_Work instructions_. A faithful transcription of all lines below is the expected answer.

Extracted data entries
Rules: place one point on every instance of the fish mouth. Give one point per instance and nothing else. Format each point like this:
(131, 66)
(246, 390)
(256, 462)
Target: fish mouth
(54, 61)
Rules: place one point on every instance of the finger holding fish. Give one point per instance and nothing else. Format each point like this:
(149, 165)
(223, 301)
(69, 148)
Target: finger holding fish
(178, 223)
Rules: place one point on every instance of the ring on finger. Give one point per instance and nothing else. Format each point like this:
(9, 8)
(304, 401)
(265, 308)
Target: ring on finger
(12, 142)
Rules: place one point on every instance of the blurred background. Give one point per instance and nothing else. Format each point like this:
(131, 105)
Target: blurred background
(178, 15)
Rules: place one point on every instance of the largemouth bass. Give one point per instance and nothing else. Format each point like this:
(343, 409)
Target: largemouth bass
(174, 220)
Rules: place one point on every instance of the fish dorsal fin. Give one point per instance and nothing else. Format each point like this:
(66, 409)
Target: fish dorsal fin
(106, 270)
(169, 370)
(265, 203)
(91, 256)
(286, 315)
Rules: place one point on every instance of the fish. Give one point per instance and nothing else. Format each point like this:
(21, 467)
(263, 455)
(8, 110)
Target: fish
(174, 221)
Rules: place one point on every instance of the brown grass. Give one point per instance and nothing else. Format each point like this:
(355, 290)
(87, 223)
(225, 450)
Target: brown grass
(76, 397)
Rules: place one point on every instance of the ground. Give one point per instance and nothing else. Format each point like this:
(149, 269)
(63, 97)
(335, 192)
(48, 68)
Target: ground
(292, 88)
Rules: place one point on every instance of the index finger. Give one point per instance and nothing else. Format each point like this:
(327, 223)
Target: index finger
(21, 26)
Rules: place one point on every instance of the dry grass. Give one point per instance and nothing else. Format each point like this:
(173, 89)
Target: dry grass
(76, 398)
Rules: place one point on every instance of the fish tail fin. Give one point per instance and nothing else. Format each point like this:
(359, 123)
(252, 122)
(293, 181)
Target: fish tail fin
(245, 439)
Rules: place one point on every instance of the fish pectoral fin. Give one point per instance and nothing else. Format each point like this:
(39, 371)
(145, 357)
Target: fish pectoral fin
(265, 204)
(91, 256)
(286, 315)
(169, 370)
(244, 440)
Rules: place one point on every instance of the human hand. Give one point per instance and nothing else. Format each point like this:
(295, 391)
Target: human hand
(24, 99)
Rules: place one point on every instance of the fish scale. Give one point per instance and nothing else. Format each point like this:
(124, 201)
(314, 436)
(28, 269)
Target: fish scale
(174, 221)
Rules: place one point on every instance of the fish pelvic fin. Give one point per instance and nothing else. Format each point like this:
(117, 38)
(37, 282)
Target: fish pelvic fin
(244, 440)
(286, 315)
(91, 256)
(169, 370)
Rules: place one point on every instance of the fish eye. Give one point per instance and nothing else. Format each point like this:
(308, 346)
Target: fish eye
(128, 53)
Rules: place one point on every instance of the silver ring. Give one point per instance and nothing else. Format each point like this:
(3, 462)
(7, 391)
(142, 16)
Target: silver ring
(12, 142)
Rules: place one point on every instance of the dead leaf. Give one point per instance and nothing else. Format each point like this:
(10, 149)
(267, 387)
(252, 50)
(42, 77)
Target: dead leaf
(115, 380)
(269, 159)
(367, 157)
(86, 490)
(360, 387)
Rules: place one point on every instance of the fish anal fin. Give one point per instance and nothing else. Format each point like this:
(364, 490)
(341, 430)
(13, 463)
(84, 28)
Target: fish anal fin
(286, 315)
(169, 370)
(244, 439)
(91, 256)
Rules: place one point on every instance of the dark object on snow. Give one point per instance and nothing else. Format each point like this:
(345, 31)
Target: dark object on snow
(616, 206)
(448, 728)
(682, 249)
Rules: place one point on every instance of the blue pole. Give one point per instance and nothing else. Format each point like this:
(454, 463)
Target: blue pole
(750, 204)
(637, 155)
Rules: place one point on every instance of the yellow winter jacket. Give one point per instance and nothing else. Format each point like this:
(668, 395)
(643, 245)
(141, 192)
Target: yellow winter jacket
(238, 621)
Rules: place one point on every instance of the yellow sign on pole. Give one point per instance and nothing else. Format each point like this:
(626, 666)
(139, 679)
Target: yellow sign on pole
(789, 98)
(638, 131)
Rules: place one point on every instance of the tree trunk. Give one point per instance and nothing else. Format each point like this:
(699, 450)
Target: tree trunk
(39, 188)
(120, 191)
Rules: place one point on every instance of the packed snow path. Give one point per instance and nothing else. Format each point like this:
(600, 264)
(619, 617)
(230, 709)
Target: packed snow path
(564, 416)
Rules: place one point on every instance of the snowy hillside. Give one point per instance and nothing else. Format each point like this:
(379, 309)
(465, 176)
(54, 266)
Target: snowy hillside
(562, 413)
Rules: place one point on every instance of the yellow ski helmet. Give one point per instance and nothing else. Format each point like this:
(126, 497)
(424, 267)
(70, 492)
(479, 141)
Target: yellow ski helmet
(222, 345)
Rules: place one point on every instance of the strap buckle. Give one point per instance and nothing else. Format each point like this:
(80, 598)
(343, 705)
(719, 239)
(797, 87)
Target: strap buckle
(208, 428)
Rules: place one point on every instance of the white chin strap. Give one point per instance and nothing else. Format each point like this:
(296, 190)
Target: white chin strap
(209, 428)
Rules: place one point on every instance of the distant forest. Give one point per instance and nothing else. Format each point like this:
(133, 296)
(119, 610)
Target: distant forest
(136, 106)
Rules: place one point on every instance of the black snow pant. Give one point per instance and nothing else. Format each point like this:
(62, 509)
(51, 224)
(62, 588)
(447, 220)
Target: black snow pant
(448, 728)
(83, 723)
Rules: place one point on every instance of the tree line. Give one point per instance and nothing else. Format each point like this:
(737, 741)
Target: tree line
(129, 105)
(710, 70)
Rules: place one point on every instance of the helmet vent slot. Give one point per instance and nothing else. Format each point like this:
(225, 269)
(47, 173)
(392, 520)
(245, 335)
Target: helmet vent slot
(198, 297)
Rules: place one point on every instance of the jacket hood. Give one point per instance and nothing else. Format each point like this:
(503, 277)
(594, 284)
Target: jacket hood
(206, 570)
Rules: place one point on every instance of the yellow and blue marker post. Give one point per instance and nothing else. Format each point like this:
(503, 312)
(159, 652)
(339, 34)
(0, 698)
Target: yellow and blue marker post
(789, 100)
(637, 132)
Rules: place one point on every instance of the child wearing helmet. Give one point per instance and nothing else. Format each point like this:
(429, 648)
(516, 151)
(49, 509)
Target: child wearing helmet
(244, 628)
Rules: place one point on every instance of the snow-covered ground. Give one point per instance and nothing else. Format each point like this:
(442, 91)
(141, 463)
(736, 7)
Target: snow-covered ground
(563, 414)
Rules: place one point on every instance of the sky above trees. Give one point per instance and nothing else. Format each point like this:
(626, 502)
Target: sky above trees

_Solution to the exercise_.
Rules: place one point on every instance of the fish mouth. Give one point per instance and nothing else. Format each point like this:
(131, 66)
(246, 390)
(256, 462)
Target: fish mouth
(54, 61)
Rules: place one point on every instance of the finger holding fish. Give one point per instance and nothing else. Format each point like this:
(149, 165)
(223, 301)
(69, 148)
Target: finger holding fish
(178, 223)
Rules: place one point on every instance of the ring on finger. Give one point per instance and nothing else. Format each point like this:
(9, 8)
(304, 401)
(265, 308)
Target: ring on finger
(12, 142)
Rules: place one point on every instance of the blurred background. Give one point per instance and nothing else. Format each point like this:
(131, 105)
Target: blurred background
(178, 15)
Rules: place one point on every instance of the largemouth bass. Give one point per instance and nothing else. Format each point like this:
(343, 409)
Target: largemouth bass
(174, 220)
Rules: place one point on every instance of the fish dorsal fin. Give one point per instance and nothing else. Format each point like this:
(66, 409)
Target: fish dorsal fin
(106, 270)
(169, 370)
(265, 203)
(91, 256)
(286, 315)
Rules: place one point on every instance of the fish. Give one point per instance and nothing else. Format each point like this:
(21, 467)
(263, 455)
(8, 110)
Target: fish
(174, 221)
Rules: place one point on every instance of the brown grass. Give one point per instance and nothing else. Format each point like this:
(355, 290)
(87, 223)
(225, 450)
Target: brown grass
(76, 397)
Rules: place one point on every instance of the ground. Give one point per instance and nothing else. Format each point like this:
(149, 269)
(63, 97)
(335, 192)
(48, 68)
Target: ground
(292, 88)
Rules: place one point on every instance of the index finger. Give one point per instance and nothing else. Format each point like this:
(327, 223)
Target: index finger
(21, 26)
Rules: place one point on every instance of the dry grass. Give one point per instance and nothing else. Format each point like this:
(173, 89)
Target: dry grass
(76, 398)
Rules: place one point on every instance of the fish tail fin. Give one point per instance and nothing else. Format each point like this:
(359, 123)
(252, 122)
(293, 181)
Target: fish tail fin
(245, 439)
Rules: place one point on every instance of the fish pectoral fin. Give one point per instance and nothing else. Format each point like this:
(39, 371)
(145, 357)
Target: fish pectoral fin
(265, 204)
(91, 256)
(286, 315)
(169, 370)
(244, 440)
Rules: place one point on every instance of the human hand. Give one point per instance and nothing else. Format each point like this:
(295, 391)
Target: human hand
(24, 99)
Rules: place one point on every instance of the fish scale. Give one point per instance and nothing else. Format each point like this:
(124, 201)
(314, 436)
(28, 269)
Target: fish scale
(174, 221)
Rules: place one point on every instance of the fish pelvic fin. Give one point per instance and nothing else. Format each point like this:
(117, 38)
(37, 282)
Target: fish pelvic fin
(244, 440)
(286, 315)
(91, 256)
(169, 370)
Rules: place one point on every instance of the fish eye. Give one point per instance and nothing else. Format each point like this:
(308, 346)
Target: fish eye
(128, 53)
Rules: place one point on every instance of the silver ring. Give one point per instance and nothing else. Format each point like this:
(3, 462)
(7, 391)
(142, 16)
Target: silver ring
(12, 142)
Rules: place one point on every instance of the dead leaf. Give one point per instance and nothing else. Format each point like this:
(10, 149)
(267, 387)
(252, 50)
(42, 77)
Target: dead leaf
(115, 380)
(269, 159)
(367, 157)
(86, 490)
(360, 387)
Rules: place one point on every instance of the fish anal fin. Give one point per instance and nothing else. Format each point like this:
(364, 490)
(341, 430)
(13, 463)
(84, 28)
Target: fish anal fin
(286, 315)
(169, 370)
(244, 439)
(91, 256)
Rules: place one point on every instance of the dark object on snow. Give one point per instance and nothing else. Format each point like this:
(345, 31)
Target: dark object on snow
(616, 206)
(448, 728)
(682, 249)
Rules: place one point on every instance of the blue pole. Give one point per instance and nothing else. Format each point like this:
(454, 463)
Target: blue pole
(750, 204)
(637, 155)
Rules: place one point on every instance of the yellow winter jacket. Give one point per instance and nothing else. Format each point like this:
(668, 395)
(643, 245)
(141, 192)
Target: yellow winter jacket
(238, 621)
Rules: place one point on every instance of the yellow sign on pole. Give one point per instance and nothing else. Format each point like this:
(626, 666)
(139, 679)
Target: yellow sign on pole
(789, 98)
(638, 131)
Rules: place one point on every instance of the tree trunk. Give one point per instance and nothing else. Format each point like this:
(699, 450)
Target: tree trunk
(39, 188)
(120, 191)
Rules: place one point on every instance of the packed snow path. Give one point per instance and nothing else. Format each point like this:
(600, 264)
(619, 617)
(230, 709)
Target: packed snow path
(564, 416)
Rules: place one point on every instance of the snowy hillside. Give one point per instance and nothing else. Format each point like this:
(379, 309)
(465, 176)
(54, 266)
Target: snowy hillside
(562, 413)
Rules: place one point on every instance of the yellow ski helmet. Give one point per instance and nothing else. Format each point like this:
(126, 497)
(424, 267)
(70, 492)
(479, 141)
Target: yellow ski helmet
(222, 345)
Rules: place one point on every instance of the strap buckle. Give one point per instance and nothing else. Format each point like this:
(80, 598)
(343, 705)
(719, 239)
(797, 87)
Target: strap buckle
(208, 428)
Rules: place one point on every instance of the white chin strap. Give one point per instance and nothing else. Format each point like this:
(296, 190)
Target: white chin strap
(209, 428)
Rules: place one point on every instance of the distant forest. Give one point per instance and nothing else. Format each point like this:
(133, 296)
(119, 610)
Target: distant forest
(136, 106)
Rules: place one point on every instance of the black snow pant. Give one point per instance and nothing else. Format each point like this:
(62, 509)
(51, 224)
(62, 588)
(447, 220)
Target: black snow pant
(448, 728)
(83, 723)
Rules: place one point on every instance of the tree line. Give one point per instance and nothing else. Format each point like this:
(737, 741)
Target: tree line
(129, 105)
(710, 70)
Rules: place one point on every instance of the helmet vent slot. Give one point per instance and nothing else. Format each point like this:
(225, 269)
(47, 173)
(392, 520)
(245, 335)
Target: helmet vent slot
(198, 297)
Rules: place one point on every instance of the jacket hood. Give one point per instance and nothing else. Format each point like this:
(503, 277)
(594, 284)
Target: jacket hood
(206, 570)
Rules: place one point on every instance of the yellow and blue marker post. Give one point per instance and nothing else. Format each point like this:
(503, 312)
(159, 652)
(339, 34)
(0, 698)
Target: yellow and blue marker post
(789, 100)
(637, 132)
Rules: place one point on every instance of the child wearing helmet. Give one point per instance and nothing else. Format each point like this:
(429, 648)
(516, 151)
(49, 509)
Target: child wearing helmet
(244, 628)
Rules: place one point on every instance of the snow-covered ground. Give one point per instance and nothing else. Format each point like this:
(442, 91)
(141, 463)
(736, 7)
Target: snow-covered ground
(563, 414)
Rules: place one point on every instance of the sky above trees. Give one point per instance and nothing else. Format each point like this:
(626, 502)
Target: sky above trees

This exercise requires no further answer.